**EXERCISE DIRECTIONS**
From the 90 gal cube thread, extract the passage starting with "I picked up" and going on through "(Apr 27, 2015)", copying it word for word.

# 90 gal cube



## chillplants (Jul 14, 2008)

I picked up a new tank today. 90(ish) gal cube. 30x30x25


It's a drilled tank and I'm debating a shallow lazy river along the front or just use as drainage for the false bottom. The background will be cork bark on 2 sides. Hardscape is yet to be determined. I've got a big box of wood on the way and will decide how best to use it once it arrives.


----------



## Citizen (Apr 27, 2015)

That the the exact tank I want to do my next build in...looking forward to seeing your progress.

Personally I would like to figure out a way to do a less than lazy river...I am not sure how to keep that much current going though. And really, a long tank would be better for the river/stream devoted tank that I have in mind.


----------



## Ohyoufancy (Aug 6, 2012)

**STORED ROWS**
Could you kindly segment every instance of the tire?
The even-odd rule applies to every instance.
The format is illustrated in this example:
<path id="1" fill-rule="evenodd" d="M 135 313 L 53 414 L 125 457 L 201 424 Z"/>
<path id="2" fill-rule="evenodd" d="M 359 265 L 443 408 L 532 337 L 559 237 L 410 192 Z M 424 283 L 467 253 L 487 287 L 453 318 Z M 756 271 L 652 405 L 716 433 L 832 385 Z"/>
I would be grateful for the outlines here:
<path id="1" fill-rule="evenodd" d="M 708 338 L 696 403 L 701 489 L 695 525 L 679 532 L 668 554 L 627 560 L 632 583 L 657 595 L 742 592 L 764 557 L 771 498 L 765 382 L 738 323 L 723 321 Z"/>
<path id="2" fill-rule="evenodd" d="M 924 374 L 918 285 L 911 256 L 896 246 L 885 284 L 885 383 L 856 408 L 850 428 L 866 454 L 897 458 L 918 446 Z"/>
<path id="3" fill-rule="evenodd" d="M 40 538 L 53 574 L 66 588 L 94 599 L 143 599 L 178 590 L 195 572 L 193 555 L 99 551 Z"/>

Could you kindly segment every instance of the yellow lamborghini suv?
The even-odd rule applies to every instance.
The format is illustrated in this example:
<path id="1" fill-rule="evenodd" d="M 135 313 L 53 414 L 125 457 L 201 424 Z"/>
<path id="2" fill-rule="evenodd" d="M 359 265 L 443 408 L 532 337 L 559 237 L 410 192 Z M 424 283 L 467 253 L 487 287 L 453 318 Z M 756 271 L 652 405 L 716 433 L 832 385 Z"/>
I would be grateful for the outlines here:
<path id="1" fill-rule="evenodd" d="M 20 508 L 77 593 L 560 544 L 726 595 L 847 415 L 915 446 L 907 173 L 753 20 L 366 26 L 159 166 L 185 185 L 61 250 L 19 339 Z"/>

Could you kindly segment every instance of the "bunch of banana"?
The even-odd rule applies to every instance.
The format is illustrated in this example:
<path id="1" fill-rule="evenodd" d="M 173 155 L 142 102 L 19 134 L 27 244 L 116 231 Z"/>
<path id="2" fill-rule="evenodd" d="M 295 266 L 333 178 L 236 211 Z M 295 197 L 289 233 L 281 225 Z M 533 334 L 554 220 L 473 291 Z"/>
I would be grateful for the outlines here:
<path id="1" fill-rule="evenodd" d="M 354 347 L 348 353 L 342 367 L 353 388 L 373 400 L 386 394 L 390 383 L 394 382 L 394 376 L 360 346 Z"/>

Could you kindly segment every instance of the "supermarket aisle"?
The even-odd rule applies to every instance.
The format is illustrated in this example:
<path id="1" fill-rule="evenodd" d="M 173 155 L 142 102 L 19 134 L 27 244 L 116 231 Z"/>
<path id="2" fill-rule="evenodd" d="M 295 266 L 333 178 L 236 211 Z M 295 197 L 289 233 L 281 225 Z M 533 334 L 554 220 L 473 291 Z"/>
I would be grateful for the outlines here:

**ANSWER TO THE PROBLEM**
I picked up a new tank today. 90(ish) gal cube. 30x30x25


It's a drilled tank and I'm debating a shallow lazy river along the front or just use as drainage for the false bottom. The background will be cork bark on 2 sides. Hardscape is yet to be determined. I've got a big box of wood on the way and will decide how best to use it once it arrives.


----------



## Citizen (Apr 27, 2015)